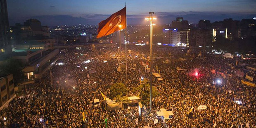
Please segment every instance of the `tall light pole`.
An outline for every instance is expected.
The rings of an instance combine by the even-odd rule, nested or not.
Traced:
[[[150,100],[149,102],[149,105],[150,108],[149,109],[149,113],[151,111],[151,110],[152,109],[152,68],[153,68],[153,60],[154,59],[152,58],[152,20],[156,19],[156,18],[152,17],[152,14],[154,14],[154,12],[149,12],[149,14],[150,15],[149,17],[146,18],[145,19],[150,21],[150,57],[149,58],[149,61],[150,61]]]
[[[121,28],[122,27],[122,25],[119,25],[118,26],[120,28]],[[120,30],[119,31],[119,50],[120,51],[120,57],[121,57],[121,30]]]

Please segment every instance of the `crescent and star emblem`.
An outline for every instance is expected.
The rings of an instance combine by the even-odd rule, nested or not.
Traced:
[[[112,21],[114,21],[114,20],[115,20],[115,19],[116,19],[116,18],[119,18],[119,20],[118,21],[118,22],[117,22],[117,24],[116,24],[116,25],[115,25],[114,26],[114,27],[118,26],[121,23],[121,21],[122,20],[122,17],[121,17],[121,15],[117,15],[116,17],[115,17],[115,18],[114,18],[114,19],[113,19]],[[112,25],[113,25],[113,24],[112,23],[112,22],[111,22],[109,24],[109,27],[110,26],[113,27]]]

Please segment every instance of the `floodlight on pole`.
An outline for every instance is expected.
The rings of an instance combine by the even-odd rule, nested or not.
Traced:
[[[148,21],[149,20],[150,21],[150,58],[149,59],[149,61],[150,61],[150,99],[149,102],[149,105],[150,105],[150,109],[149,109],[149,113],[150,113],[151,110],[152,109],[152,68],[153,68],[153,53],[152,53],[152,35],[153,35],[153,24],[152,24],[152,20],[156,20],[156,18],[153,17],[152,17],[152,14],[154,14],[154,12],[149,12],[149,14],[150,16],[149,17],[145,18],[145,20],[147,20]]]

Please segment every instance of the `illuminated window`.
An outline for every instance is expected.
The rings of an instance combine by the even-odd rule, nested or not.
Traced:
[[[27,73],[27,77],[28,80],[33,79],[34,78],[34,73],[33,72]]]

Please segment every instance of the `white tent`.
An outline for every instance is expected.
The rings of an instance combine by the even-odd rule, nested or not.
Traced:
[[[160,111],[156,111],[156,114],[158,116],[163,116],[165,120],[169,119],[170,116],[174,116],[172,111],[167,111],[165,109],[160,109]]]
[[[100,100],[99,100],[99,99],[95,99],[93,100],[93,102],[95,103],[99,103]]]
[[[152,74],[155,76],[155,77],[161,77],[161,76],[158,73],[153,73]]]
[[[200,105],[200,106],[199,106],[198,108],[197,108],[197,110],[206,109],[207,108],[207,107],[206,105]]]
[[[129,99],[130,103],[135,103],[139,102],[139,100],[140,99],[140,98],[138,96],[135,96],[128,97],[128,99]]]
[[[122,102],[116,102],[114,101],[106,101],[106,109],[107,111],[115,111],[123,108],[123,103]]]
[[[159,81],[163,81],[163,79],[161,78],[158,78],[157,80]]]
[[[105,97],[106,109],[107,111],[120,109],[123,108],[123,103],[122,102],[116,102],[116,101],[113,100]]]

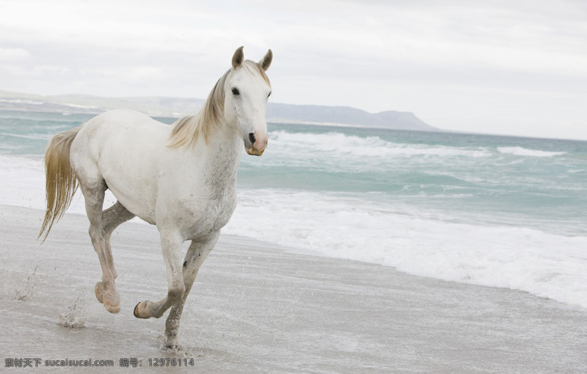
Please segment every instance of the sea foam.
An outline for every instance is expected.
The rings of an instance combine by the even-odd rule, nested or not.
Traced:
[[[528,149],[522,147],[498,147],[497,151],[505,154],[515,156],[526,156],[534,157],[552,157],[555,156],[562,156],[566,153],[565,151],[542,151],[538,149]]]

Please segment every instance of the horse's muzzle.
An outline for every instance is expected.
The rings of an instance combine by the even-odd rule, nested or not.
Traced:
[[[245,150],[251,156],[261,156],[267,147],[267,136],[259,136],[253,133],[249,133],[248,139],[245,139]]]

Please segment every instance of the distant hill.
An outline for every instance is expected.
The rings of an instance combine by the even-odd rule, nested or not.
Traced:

⁂

> Task to carry out:
Convert the data above into a JSON list of strings, with one string per line and blank lines omitted, and exclude the picture lines from the list.

> Answer below:
[
  "Please segment every instance of the `tall light pole`.",
  "An outline for every instance is expected.",
  "The rings of an instance combine by the even-odd rule, nested or not.",
  "Traced:",
  "[[[150,100],[149,102],[149,105],[150,108],[149,109],[149,113],[151,111],[151,110],[152,109],[152,68],[153,68],[153,60],[154,59],[152,58],[152,20],[156,19],[156,18],[152,17],[152,14],[154,14],[154,12],[149,12],[149,14],[150,15],[149,17],[146,18],[145,19],[150,21],[150,57],[149,58],[149,61],[150,61]]]",
  "[[[121,28],[122,27],[122,25],[119,25],[118,26],[120,28]],[[120,30],[119,31],[119,50],[120,51],[120,57],[121,57],[121,30]]]",
  "Please segment every instance of the `crescent and star emblem`.",
  "An outline for every instance is expected.",
  "The rings of an instance combine by the even-odd rule, nested or not.",
  "Traced:",
  "[[[112,21],[114,21],[114,20],[115,20],[115,19],[116,19],[116,18],[119,18],[119,20],[118,21],[118,22],[117,22],[117,24],[116,24],[116,25],[115,25],[114,26],[114,27],[118,26],[121,23],[121,21],[122,20],[122,17],[121,17],[121,15],[117,15],[116,17],[115,17],[115,18],[114,18],[114,19],[113,19]],[[112,25],[113,25],[113,24],[112,23],[112,22],[111,22],[109,24],[109,27],[110,26],[113,27]]]",
  "Please segment every instance of the `floodlight on pole`.",
  "An outline for every instance is expected.",
  "The rings of an instance combine by the even-odd rule, nested or not.",
  "Traced:",
  "[[[148,21],[149,20],[150,21],[150,58],[149,59],[149,61],[150,61],[150,99],[149,102],[149,105],[150,105],[150,109],[149,109],[149,113],[150,113],[151,110],[152,109],[152,68],[153,68],[153,53],[152,53],[152,35],[153,35],[153,24],[152,24],[152,20],[156,20],[156,18],[153,17],[152,17],[152,14],[154,14],[154,12],[149,12],[149,14],[150,16],[149,17],[145,18],[145,20],[147,20]]]",
  "Please segment every instance of the `illuminated window`.",
  "An outline for every instance is expected.",
  "The rings of an instance combine by the even-odd rule, nested or not.",
  "Traced:",
  "[[[27,73],[27,77],[28,80],[33,79],[34,78],[34,73],[33,72]]]",
  "Please segment every instance of the `white tent`.",
  "An outline for every instance is expected.",
  "The rings of an instance combine by the even-odd rule, nested or not.",
  "Traced:",
  "[[[160,111],[156,111],[156,114],[158,116],[163,116],[165,120],[169,119],[170,116],[174,116],[172,111],[167,111],[165,109],[160,109]]]",
  "[[[100,100],[99,100],[99,99],[95,99],[93,100],[93,102],[95,103],[99,103]]]",
  "[[[152,74],[155,76],[155,77],[161,77],[161,76],[158,73],[153,73]]]",
  "[[[200,105],[200,106],[199,106],[198,108],[197,108],[197,110],[206,109],[207,108],[207,107],[206,105]]]",
  "[[[129,99],[130,103],[135,103],[139,102],[139,100],[140,99],[140,98],[138,96],[135,96],[128,97],[128,99]]]",
  "[[[122,102],[116,102],[114,101],[106,101],[106,109],[107,111],[115,111],[123,108],[123,103]]]",
  "[[[159,81],[163,81],[163,79],[161,78],[158,78],[157,80]]]",
  "[[[105,97],[106,109],[107,111],[120,109],[123,108],[123,103],[122,102],[116,102],[116,101],[113,100]]]",
  "Please segment every instance of the sea foam.",
  "An outline for every instance is expected.",
  "The rings of an instance combine by the even-odd rule, nested or not.",
  "Traced:",
  "[[[528,149],[522,147],[498,147],[497,151],[505,154],[515,156],[526,156],[534,157],[552,157],[555,156],[562,156],[566,153],[565,151],[542,151],[538,149]]]",
  "Please segment every instance of the horse's muzzle.",
  "An outline for every instance is expected.",
  "The rings of an instance combine by the even-odd rule, nested or not.",
  "Traced:",
  "[[[245,150],[251,156],[261,156],[267,147],[267,136],[259,136],[253,133],[249,133],[248,139],[245,139]]]",
  "Please segment every instance of the distant hill.",
  "An outline for every instance is expected.",
  "The rings of an instance combine by the even-odd rule, nested or not.",
  "Traced:"
]